--- Work to be completed ---
In the daylighting text, print the part that begins at the words "The traditional know-how" and stops after the words "contemporary daylighting designs.", word for word.

--- Source ---
————————
“Daylight craft: Reclaiming a culture of carefully crafting architectural...” by Werner Osterhaus
Architect and Professor of Lighting Design Research
Department of Engineering at Aarhus University
Lecture from the 7th VELUX Daylight Symposium “Healthy & climate-friendly architecture– from knowledge to practice” that took place in Berlin on 3-4 May 2017. For more information visit http://thedaylightsite.com
Over several decades of architectural design, daylighting design details in buildings seem to have lost much of their rich and expressive language and with it their visual delight. Windows and their surroundings have become less articulated in form, function and material use. While many older buildings use traditional craft methods to carefully express functional and aesthetic aspects of daylight openings and their interior or exterior surroundings through highly developed details (e.g. joints between different elements and materials or functions), contemporary buildings often lack an appreciation for a high level of craft and thus the visual delight of architectural quality.
The traditional know-how about effective ways to design for daylight and control it seems to have all but disappeared. The daylighting design of many new buildings appears to be driven by the need to reduce construction time and labour cost. With our senses relying to about 80% on visual information, revitalising visual delight and focusing on unique architectural daylighting solutions for their respective context has the potential to add a bioregional flavour to our built environment. The paper reviews historical and contemporary examples of fenestration design in their context and suggests a method to rediscover the joy of architectural playfulness and functional vernacular design language and meaning in the development of contemporary daylighting designs.
————————
--- Excerpted records ---
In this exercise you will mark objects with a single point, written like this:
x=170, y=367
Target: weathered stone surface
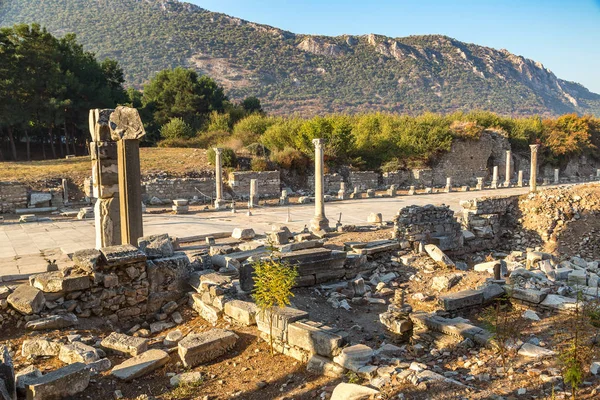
x=532, y=351
x=58, y=384
x=350, y=391
x=315, y=337
x=78, y=352
x=156, y=246
x=462, y=299
x=196, y=349
x=140, y=365
x=52, y=322
x=39, y=347
x=241, y=311
x=26, y=299
x=7, y=373
x=243, y=234
x=354, y=357
x=324, y=366
x=125, y=344
x=282, y=317
x=439, y=256
x=115, y=256
x=86, y=259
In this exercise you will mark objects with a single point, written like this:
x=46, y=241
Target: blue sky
x=563, y=35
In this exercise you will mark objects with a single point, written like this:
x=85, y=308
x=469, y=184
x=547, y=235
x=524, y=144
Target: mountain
x=306, y=74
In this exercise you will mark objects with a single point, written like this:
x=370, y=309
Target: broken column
x=479, y=183
x=533, y=173
x=520, y=179
x=103, y=152
x=508, y=168
x=319, y=222
x=495, y=178
x=127, y=128
x=253, y=201
x=218, y=178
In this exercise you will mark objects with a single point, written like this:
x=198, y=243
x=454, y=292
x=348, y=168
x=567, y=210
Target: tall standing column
x=533, y=173
x=319, y=222
x=105, y=179
x=127, y=128
x=508, y=168
x=218, y=178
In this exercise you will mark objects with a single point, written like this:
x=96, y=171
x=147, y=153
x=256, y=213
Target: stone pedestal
x=448, y=185
x=533, y=173
x=219, y=203
x=495, y=178
x=508, y=168
x=479, y=183
x=253, y=201
x=319, y=222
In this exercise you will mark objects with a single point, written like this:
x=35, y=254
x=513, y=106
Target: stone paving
x=25, y=247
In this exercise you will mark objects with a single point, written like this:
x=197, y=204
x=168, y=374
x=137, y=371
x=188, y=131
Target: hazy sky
x=562, y=34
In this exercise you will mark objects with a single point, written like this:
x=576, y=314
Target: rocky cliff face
x=308, y=74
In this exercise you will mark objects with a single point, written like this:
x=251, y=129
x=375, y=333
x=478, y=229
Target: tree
x=273, y=283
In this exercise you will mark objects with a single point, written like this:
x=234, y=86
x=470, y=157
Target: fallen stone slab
x=354, y=357
x=7, y=374
x=55, y=282
x=27, y=299
x=532, y=351
x=439, y=256
x=196, y=349
x=140, y=365
x=78, y=352
x=315, y=337
x=39, y=348
x=125, y=344
x=52, y=322
x=351, y=391
x=241, y=311
x=58, y=384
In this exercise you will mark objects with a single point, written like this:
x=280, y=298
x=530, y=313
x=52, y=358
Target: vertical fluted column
x=533, y=173
x=319, y=222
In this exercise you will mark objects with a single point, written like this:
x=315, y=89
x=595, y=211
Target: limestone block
x=58, y=384
x=125, y=344
x=27, y=299
x=241, y=311
x=197, y=349
x=140, y=365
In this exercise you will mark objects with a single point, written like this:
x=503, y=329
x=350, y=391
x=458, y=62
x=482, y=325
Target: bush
x=228, y=157
x=291, y=159
x=259, y=165
x=176, y=128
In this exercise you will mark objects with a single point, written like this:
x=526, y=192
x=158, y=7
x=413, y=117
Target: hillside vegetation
x=307, y=74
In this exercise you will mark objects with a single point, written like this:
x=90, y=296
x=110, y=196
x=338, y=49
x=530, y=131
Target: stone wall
x=178, y=188
x=13, y=195
x=268, y=182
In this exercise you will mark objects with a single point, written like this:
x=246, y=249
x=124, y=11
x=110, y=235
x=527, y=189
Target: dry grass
x=176, y=162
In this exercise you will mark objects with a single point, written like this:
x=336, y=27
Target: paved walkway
x=25, y=247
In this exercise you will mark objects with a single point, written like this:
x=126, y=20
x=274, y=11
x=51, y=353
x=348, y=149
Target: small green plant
x=273, y=283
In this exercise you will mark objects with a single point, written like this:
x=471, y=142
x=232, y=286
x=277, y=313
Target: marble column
x=533, y=173
x=218, y=178
x=508, y=168
x=495, y=177
x=253, y=201
x=105, y=178
x=319, y=222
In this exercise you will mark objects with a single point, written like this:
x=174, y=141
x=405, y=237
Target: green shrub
x=176, y=128
x=228, y=157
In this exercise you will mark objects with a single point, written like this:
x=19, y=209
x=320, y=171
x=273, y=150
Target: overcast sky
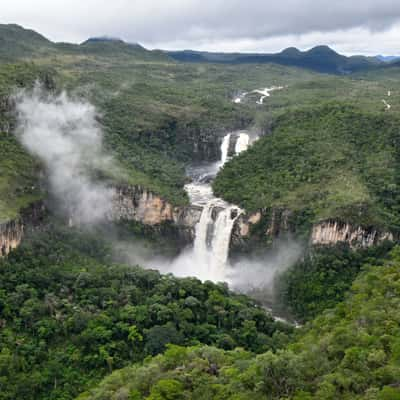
x=350, y=26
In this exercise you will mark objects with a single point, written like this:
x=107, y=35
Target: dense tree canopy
x=68, y=316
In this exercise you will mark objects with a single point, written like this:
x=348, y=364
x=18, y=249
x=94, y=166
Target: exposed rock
x=140, y=205
x=13, y=231
x=332, y=232
x=264, y=227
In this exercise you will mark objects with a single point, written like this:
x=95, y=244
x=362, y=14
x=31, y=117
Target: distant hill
x=320, y=59
x=388, y=59
x=18, y=43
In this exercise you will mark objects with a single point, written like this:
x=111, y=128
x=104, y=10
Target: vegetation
x=68, y=316
x=350, y=352
x=332, y=161
x=322, y=278
x=320, y=58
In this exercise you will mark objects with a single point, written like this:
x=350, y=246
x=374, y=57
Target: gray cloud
x=197, y=22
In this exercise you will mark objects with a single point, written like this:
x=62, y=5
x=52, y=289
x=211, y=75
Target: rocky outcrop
x=263, y=227
x=333, y=232
x=13, y=231
x=134, y=203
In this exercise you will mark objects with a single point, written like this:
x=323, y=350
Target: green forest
x=78, y=320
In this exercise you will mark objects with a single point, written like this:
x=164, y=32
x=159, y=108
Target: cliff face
x=12, y=232
x=140, y=205
x=266, y=226
x=332, y=232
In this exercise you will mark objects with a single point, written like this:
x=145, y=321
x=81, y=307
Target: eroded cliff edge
x=12, y=231
x=266, y=226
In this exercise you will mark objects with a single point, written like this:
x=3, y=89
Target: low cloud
————————
--- In response ---
The traditional know-how about effective ways to design for daylight and control it seems to have all but disappeared. The daylighting design of many new buildings appears to be driven by the need to reduce construction time and labour cost. With our senses relying to about 80% on visual information, revitalising visual delight and focusing on unique architectural daylighting solutions for their respective context has the potential to add a bioregional flavour to our built environment. The paper reviews historical and contemporary examples of fenestration design in their context and suggests a method to rediscover the joy of architectural playfulness and functional vernacular design language and meaning in the development of contemporary daylighting designs.